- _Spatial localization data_
_____

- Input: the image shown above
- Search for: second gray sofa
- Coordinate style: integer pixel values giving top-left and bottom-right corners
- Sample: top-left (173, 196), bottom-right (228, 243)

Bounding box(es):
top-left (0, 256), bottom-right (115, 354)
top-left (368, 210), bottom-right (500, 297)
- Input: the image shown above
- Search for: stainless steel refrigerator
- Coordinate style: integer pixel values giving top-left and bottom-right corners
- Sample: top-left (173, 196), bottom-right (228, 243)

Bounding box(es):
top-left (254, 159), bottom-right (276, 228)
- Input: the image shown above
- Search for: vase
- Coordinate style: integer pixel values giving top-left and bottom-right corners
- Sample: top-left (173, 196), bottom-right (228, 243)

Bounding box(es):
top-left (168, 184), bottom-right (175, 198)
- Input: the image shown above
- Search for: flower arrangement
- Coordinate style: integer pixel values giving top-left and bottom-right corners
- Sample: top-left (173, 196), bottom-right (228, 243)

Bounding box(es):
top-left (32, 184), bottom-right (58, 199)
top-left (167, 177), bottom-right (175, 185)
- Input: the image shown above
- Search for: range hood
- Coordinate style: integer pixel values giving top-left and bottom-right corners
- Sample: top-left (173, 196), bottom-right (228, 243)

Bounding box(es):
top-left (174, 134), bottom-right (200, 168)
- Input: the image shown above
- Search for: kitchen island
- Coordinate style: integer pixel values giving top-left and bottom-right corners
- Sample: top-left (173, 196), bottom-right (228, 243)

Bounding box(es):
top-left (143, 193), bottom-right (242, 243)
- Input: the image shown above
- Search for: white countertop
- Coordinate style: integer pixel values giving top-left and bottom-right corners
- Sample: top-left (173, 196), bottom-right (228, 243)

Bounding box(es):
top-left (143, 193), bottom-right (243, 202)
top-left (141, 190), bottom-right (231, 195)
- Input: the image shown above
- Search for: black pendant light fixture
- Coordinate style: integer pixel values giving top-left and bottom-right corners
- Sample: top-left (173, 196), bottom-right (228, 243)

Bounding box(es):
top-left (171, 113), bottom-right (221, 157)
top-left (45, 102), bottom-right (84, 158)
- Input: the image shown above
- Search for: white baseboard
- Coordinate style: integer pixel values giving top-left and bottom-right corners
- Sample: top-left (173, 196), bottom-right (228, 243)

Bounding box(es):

_____

- _What you will do_
Write out the records shown above, exactly as they appear.

- _Answer box_
- Input: the image shown above
- Search for: second gray sofa
- Coordinate style: integer pixel values giving top-left and bottom-right corners
- Sample: top-left (173, 196), bottom-right (228, 243)

Bounding box(es):
top-left (0, 256), bottom-right (115, 354)
top-left (368, 210), bottom-right (500, 297)
- Input: the image shown above
- Search for: stainless steel refrigerator
- Coordinate style: integer pixel values giving top-left and bottom-right corners
- Sample: top-left (173, 196), bottom-right (228, 243)

Bounding box(es):
top-left (254, 159), bottom-right (276, 228)
- Input: the image shown above
- Search for: vase
- Coordinate style: integer pixel values giving top-left and bottom-right corners
- Sample: top-left (173, 196), bottom-right (228, 243)

Bounding box(es):
top-left (168, 184), bottom-right (175, 198)
- Input: the image shown above
- Search for: flower arrangement
- Coordinate style: integer pixel values giving top-left and bottom-right corners
- Sample: top-left (173, 196), bottom-right (228, 243)

Bounding box(es):
top-left (32, 184), bottom-right (58, 199)
top-left (167, 177), bottom-right (175, 185)
- Input: the image shown above
- Search for: range hood
- Coordinate style: integer pixel values giving top-left and bottom-right corners
- Sample: top-left (173, 196), bottom-right (228, 243)

Bounding box(es):
top-left (174, 134), bottom-right (200, 168)
- Input: the image shown above
- Search for: kitchen island
- Coordinate style: integer pixel values giving top-left and bottom-right corners
- Sample: top-left (173, 196), bottom-right (228, 243)

Bounding box(es):
top-left (143, 193), bottom-right (242, 243)
- Input: the image shown above
- Search for: white countertop
- Coordinate style: integer pixel values giving top-left and bottom-right corners
- Sample: top-left (173, 196), bottom-right (228, 243)

Bounding box(es):
top-left (143, 193), bottom-right (243, 202)
top-left (141, 190), bottom-right (231, 195)
- Input: the image shown above
- Search for: black pendant light fixture
- Coordinate style: integer pixel values giving top-left and bottom-right corners
- Sample: top-left (173, 196), bottom-right (228, 243)

Bounding box(es):
top-left (171, 113), bottom-right (221, 157)
top-left (45, 102), bottom-right (84, 158)
- Input: the image shown above
- Search for: white baseboard
- Coordinate style: integer pixel values giving top-left and bottom-right corners
- Sample: top-left (173, 196), bottom-right (228, 243)

Bounding box(es):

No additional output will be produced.